[Point-per-instance localization data]
== Segment start ==

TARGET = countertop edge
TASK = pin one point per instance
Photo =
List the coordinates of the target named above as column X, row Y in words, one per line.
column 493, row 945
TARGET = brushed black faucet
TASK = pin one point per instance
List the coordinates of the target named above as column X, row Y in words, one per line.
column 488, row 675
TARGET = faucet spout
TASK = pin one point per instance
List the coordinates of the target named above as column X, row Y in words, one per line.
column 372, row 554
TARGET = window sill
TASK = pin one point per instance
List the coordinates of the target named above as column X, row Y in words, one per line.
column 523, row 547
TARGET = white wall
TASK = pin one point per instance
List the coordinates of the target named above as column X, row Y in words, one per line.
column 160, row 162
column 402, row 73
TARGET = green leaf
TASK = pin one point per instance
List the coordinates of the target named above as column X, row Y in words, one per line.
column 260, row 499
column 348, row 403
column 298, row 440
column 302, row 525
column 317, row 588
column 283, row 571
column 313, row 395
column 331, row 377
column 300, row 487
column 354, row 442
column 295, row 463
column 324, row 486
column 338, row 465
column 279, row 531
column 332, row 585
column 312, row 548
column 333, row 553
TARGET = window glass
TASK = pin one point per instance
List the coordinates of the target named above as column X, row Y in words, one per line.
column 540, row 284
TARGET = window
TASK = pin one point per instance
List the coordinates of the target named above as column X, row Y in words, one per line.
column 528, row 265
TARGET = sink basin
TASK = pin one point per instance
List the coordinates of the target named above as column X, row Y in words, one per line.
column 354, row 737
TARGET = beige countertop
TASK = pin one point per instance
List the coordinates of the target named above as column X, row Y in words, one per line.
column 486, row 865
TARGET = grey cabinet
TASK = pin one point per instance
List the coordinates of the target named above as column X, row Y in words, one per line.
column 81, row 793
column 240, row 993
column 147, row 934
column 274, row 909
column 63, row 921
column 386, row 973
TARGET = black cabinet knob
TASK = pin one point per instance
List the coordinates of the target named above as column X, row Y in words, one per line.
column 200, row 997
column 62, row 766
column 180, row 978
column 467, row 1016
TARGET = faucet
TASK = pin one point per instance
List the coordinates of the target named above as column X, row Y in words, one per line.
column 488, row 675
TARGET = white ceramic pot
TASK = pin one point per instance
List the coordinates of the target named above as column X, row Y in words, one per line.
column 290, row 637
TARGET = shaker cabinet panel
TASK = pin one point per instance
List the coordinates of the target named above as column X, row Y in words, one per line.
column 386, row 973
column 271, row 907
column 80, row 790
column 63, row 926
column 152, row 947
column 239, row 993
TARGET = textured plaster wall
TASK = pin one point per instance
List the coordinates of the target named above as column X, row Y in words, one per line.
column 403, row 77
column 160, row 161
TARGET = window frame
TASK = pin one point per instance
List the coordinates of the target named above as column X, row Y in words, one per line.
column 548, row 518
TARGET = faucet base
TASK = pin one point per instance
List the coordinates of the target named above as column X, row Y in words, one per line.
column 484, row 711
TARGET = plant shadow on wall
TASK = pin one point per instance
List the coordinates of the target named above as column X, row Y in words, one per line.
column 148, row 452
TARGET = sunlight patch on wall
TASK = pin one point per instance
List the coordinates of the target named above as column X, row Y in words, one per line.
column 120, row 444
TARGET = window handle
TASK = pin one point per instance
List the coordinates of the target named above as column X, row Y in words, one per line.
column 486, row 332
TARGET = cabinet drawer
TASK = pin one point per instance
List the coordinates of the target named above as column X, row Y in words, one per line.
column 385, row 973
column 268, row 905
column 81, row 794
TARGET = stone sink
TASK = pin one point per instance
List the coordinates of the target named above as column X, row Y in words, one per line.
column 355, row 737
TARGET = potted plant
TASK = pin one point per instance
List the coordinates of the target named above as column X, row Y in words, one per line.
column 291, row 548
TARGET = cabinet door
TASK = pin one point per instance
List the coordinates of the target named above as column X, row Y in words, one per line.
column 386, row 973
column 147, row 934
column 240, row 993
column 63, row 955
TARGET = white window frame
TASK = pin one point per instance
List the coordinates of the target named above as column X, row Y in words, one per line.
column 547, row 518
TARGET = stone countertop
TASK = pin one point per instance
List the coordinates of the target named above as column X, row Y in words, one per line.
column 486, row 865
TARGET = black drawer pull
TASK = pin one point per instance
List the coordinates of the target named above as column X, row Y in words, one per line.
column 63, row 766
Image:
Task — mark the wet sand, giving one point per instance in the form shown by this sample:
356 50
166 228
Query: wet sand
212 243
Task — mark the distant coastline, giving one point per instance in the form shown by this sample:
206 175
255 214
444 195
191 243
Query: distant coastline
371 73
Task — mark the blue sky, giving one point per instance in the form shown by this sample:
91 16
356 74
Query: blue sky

== Segment end ==

- THE TASK -
Copy out every record again, letter for letter.

- YOUR SOLUTION -
TARGET = countertop edge
TASK = pin one point per instance
Photo =
List the coordinates of the target named above as column X, row Y in words, one per line.
column 493, row 945
TARGET = brushed black faucet
TASK = pin one point per instance
List the coordinates of the target named above as column X, row Y in words, one per line.
column 488, row 675
TARGET = faucet spout
TASK = pin one point per instance
List the coordinates of the target named above as column X, row Y in words, one per line.
column 372, row 554
TARGET = window sill
TASK = pin one point per instance
List the coordinates of the target named above as column X, row Y in words, one per line.
column 523, row 547
TARGET = white wall
TASK = pin one point per instance
List the coordinates of the target named above as column X, row Y in words, one per line.
column 160, row 162
column 402, row 73
TARGET = green leaf
TASK = pin one point per instance
List the coordinates of the target named above as column X, row Y in words, one per line.
column 260, row 499
column 348, row 403
column 298, row 440
column 302, row 525
column 317, row 588
column 283, row 571
column 313, row 395
column 331, row 377
column 300, row 487
column 354, row 442
column 295, row 463
column 324, row 486
column 338, row 465
column 279, row 531
column 332, row 585
column 312, row 548
column 333, row 553
TARGET = window glass
TASK = pin one point per instance
List the coordinates of the target named above as column X, row Y in words, one per line.
column 540, row 284
TARGET = window
TASK = pin one point per instance
List the coordinates of the target named above as column X, row Y in words, one per line.
column 528, row 265
TARGET = sink basin
TASK = pin one point per instance
List the coordinates of the target named above as column X, row Y in words, one per line.
column 354, row 737
TARGET = beige countertop
TASK = pin one point per instance
List the coordinates of the target named above as column X, row Y in words, one per line.
column 486, row 865
TARGET = grey cabinet
TASK = pin one point per instance
List the coordinates of the target named above as column X, row Y in words, one per line.
column 81, row 793
column 240, row 993
column 147, row 934
column 274, row 909
column 63, row 921
column 386, row 973
TARGET = black cabinet knob
TASK = pin one point per instance
List the coordinates of the target named above as column X, row Y in words, one per line.
column 200, row 997
column 62, row 766
column 180, row 978
column 467, row 1016
TARGET = faucet
TASK = pin one point per instance
List the coordinates of the target named above as column X, row Y in words, one per line.
column 488, row 675
TARGET = white ceramic pot
TASK = pin one point per instance
List the coordinates of the target named above as column X, row Y in words, one per line.
column 290, row 637
TARGET = shaker cabinet panel
TASK = pin one point per instance
List the coordinates of the target named above as column X, row Y in words, one per line.
column 386, row 973
column 271, row 907
column 80, row 790
column 63, row 926
column 152, row 947
column 239, row 993
TARGET = textured plaster wall
TASK = pin one point per instance
List the coordinates of the target named above as column X, row Y in words, one per line.
column 403, row 77
column 160, row 161
TARGET = window frame
TASK = pin one point per instance
List the coordinates of the target named above as column X, row Y in words, one per line.
column 548, row 518
TARGET = faucet base
TASK = pin one point per instance
List the coordinates of the target named above as column X, row Y in words, one per line.
column 484, row 711
TARGET = plant shadow on wall
TASK = pin one point per instance
List the coordinates of the target named above as column X, row Y in words, one per line.
column 148, row 452
TARGET = sunlight patch on wall
TASK = pin one point per instance
List the coordinates of the target named above as column X, row Y in words, one per line.
column 120, row 444
TARGET = window handle
TASK = pin one point per instance
List the coordinates of the target named above as column X, row Y in words, one per line.
column 486, row 332
TARGET = cabinet drawer
TASK = pin one point per instance
List the coordinates of the target named above as column X, row Y in words, one per line.
column 385, row 973
column 268, row 905
column 81, row 794
TARGET = stone sink
TASK = pin one point per instance
List the coordinates of the target named above as column X, row Y in words, one per line.
column 355, row 737
TARGET = potted plant
TASK = pin one point per instance
List the coordinates of the target named above as column X, row Y in words, one per line.
column 291, row 548
TARGET = cabinet door
TASK = pin one point per instance
List the coordinates of the target named above as column X, row Y in words, one per line.
column 386, row 973
column 147, row 934
column 240, row 993
column 63, row 955
TARGET = white window frame
TASK = pin one point per instance
List the coordinates of the target named above as column X, row Y in words, one per line.
column 547, row 518
TARGET = stone countertop
TASK = pin one point per instance
List the coordinates of the target named above as column X, row Y in words, one per line.
column 486, row 865
TARGET = black drawer pull
TASK = pin one point per instance
List the coordinates of the target named above as column X, row Y in words, one per line.
column 63, row 766
Image:
Task — mark the wet sand, giving one point per instance in the form shown by this sample:
356 50
166 228
Query: wet sand
212 243
Task — mark the distant coastline, giving one point per instance in the form shown by this sample:
206 175
255 214
444 195
191 243
Query: distant coastline
371 73
Task — mark the blue sky, giving one point per instance in the form shown by this sample:
91 16
356 74
Query: blue sky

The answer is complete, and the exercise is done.